== THE RECORDS

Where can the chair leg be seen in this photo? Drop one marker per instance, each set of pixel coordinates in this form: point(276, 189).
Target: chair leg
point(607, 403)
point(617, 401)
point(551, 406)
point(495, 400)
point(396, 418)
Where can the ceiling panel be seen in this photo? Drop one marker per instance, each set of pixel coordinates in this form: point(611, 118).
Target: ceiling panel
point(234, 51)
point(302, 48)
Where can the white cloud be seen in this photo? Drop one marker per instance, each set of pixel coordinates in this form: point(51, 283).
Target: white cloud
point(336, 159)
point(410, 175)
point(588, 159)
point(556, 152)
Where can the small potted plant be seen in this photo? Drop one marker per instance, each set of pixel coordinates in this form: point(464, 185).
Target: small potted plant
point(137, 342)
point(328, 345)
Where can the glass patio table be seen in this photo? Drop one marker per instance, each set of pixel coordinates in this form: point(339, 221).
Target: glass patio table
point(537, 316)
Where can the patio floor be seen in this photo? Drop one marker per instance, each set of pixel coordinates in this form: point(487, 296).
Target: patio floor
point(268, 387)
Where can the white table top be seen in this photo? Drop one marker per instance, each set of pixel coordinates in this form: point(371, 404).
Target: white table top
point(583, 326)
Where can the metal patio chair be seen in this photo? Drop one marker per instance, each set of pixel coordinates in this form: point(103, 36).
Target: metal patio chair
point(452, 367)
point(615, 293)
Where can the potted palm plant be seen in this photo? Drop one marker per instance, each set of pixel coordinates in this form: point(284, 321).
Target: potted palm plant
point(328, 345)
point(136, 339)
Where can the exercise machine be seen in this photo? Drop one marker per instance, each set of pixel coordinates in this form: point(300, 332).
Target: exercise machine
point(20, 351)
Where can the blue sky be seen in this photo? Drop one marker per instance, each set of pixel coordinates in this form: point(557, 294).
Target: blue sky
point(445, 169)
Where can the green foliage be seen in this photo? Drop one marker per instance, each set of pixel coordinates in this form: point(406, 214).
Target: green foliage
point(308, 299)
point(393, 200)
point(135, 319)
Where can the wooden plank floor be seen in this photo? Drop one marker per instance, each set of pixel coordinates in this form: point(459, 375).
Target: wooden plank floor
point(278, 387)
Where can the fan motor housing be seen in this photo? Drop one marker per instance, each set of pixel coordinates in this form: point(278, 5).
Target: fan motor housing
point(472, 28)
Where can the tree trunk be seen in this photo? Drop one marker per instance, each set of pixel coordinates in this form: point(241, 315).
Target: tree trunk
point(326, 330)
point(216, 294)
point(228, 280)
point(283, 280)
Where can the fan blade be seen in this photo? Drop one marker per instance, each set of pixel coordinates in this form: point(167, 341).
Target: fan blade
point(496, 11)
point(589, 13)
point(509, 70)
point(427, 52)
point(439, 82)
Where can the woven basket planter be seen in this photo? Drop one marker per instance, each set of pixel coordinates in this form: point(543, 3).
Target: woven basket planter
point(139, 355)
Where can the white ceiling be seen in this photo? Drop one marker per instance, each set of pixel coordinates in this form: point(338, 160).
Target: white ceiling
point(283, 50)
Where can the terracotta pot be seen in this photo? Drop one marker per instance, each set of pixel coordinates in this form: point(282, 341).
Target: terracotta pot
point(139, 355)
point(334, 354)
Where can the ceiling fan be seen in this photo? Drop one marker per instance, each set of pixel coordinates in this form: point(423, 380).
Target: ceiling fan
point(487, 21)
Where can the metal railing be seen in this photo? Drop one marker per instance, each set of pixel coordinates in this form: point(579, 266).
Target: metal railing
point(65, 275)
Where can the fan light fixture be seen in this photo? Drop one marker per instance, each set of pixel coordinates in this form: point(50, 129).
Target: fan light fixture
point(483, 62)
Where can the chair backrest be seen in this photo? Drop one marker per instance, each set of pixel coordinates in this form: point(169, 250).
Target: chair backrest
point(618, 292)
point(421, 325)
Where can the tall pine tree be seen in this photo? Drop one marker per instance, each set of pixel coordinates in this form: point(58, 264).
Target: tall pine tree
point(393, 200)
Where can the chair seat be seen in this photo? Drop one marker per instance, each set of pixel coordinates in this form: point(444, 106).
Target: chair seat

====

[ABOUT THIS TASK]:
Filter the records for lines holding the string "seat". Copy each one.

[SOLUTION TO THIS PROBLEM]:
Where can the chair seat be seen in this photo? Drop one marker per instance, each set of pixel coordinates in this form: point(444, 106).
Target: chair seat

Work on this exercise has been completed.